Exercise aim - Show each line of the records below that contains the string "pillow", with case counting.

Data shown -
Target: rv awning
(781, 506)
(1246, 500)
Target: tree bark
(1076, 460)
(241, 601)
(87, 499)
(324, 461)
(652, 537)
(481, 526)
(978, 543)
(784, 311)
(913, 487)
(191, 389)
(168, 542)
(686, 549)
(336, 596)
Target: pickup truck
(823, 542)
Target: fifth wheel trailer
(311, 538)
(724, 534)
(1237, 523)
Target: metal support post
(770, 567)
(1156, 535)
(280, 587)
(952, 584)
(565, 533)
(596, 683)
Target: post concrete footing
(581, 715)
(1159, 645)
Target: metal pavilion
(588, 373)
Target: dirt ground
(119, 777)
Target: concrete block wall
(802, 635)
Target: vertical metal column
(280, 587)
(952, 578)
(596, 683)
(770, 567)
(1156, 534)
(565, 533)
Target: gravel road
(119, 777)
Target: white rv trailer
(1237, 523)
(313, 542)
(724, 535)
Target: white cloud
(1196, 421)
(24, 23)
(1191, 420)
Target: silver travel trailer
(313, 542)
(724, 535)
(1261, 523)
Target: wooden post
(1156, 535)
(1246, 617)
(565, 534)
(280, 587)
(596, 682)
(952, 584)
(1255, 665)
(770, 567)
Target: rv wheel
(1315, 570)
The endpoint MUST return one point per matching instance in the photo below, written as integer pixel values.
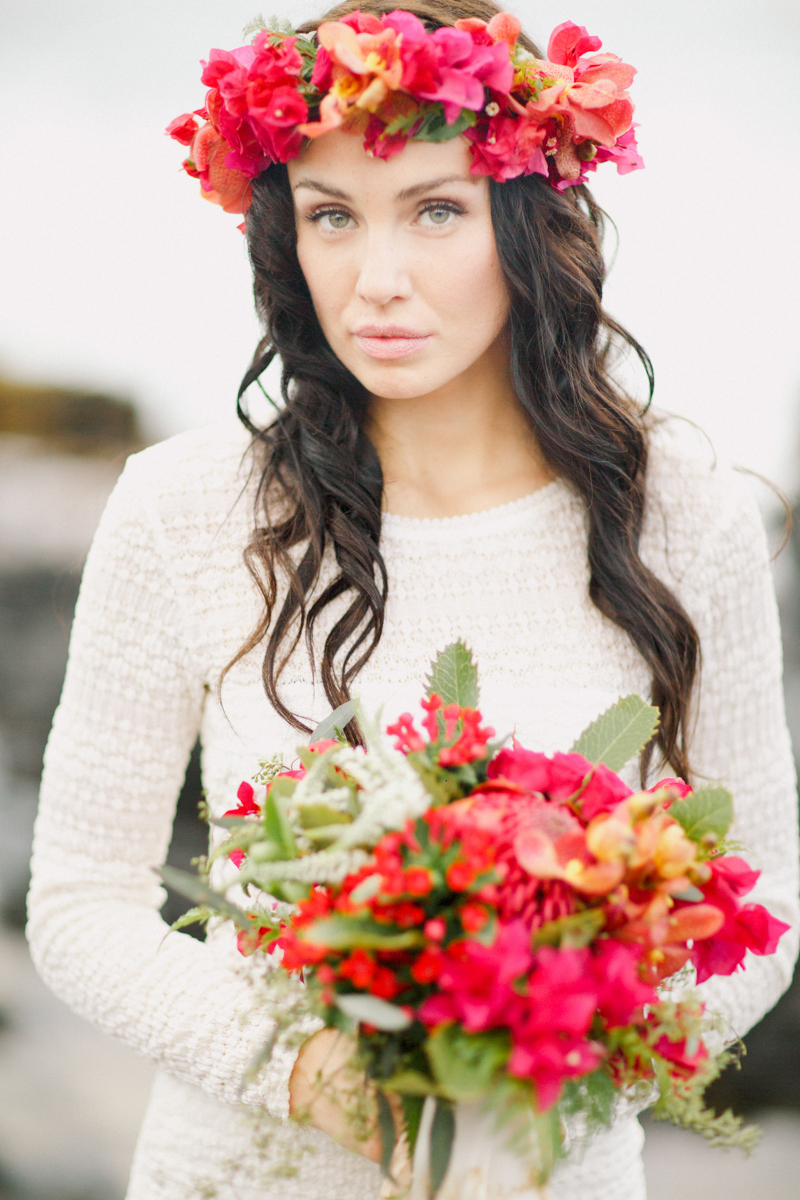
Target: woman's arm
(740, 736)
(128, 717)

--

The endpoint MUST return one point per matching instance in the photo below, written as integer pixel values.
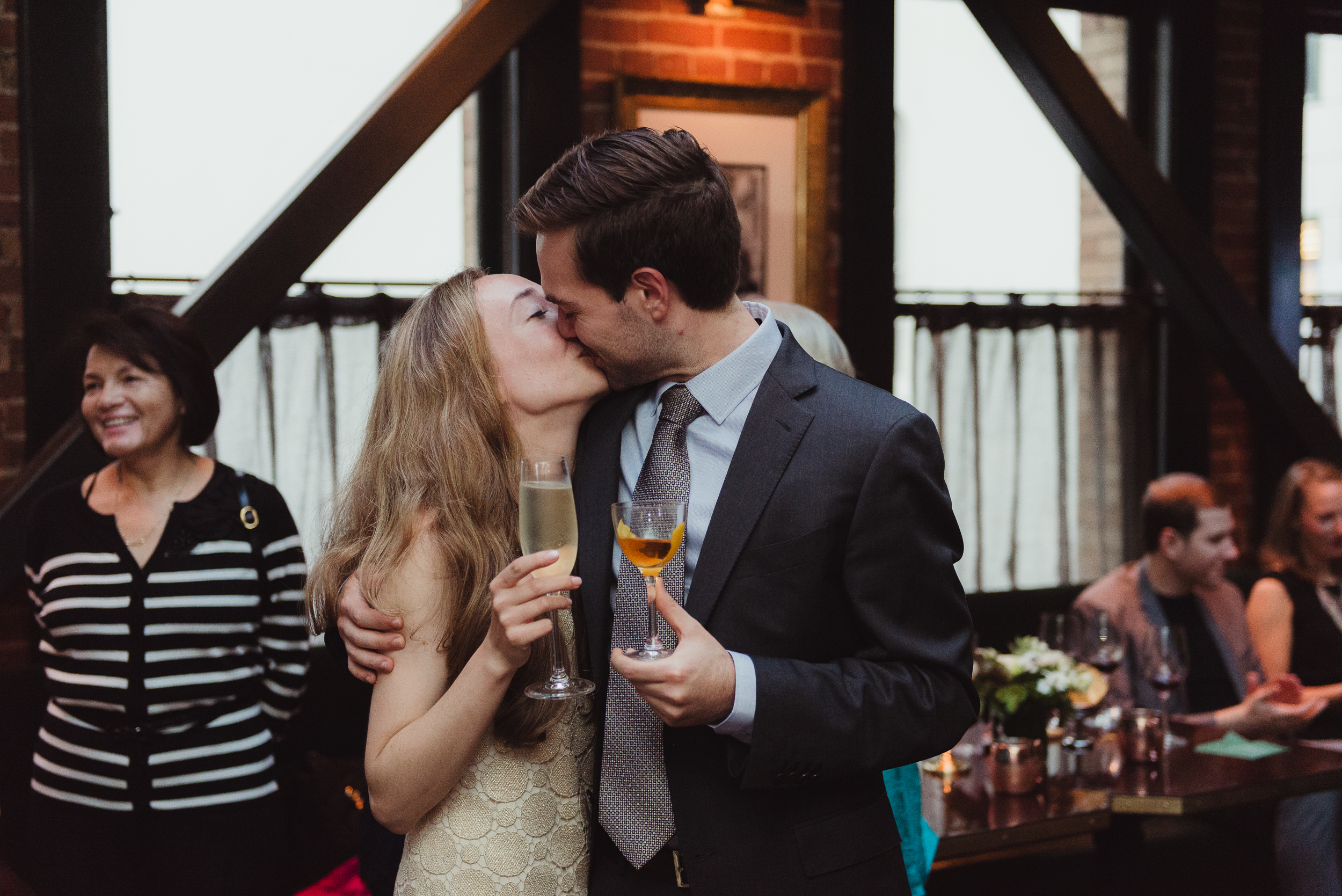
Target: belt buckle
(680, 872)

==

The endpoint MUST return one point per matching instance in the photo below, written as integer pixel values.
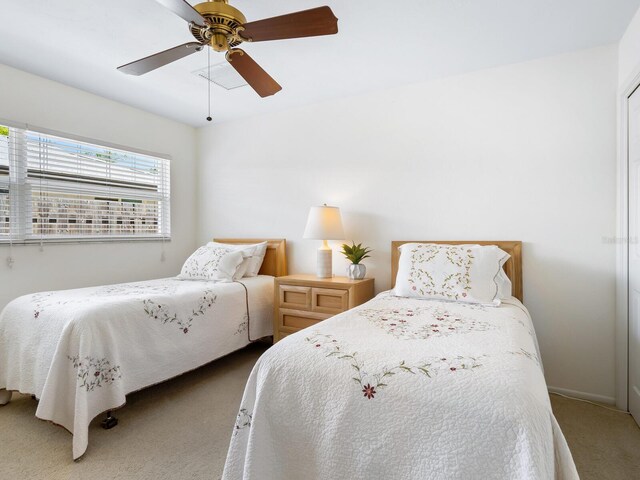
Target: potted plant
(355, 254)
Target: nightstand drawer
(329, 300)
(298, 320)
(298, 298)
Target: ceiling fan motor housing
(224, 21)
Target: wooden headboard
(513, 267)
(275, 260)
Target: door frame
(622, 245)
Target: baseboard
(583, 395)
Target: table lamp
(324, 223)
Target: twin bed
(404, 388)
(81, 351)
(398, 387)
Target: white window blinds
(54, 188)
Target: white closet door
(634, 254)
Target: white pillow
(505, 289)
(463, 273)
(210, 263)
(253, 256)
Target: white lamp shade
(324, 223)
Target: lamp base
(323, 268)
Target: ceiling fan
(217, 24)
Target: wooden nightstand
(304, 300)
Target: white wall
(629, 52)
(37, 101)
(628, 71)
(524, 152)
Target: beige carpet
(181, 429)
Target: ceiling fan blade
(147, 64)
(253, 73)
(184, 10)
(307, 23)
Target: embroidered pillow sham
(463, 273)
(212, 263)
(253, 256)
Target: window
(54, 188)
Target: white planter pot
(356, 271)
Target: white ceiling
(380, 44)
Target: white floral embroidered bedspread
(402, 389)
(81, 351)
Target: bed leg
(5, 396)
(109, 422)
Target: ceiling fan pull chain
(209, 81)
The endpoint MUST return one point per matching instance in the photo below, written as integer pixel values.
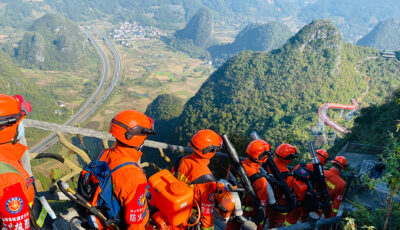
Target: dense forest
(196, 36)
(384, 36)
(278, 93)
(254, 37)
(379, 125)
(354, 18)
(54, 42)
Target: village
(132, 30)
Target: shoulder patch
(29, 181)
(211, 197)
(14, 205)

The reply -
Target: white pillow
Target: embroidered pillow sham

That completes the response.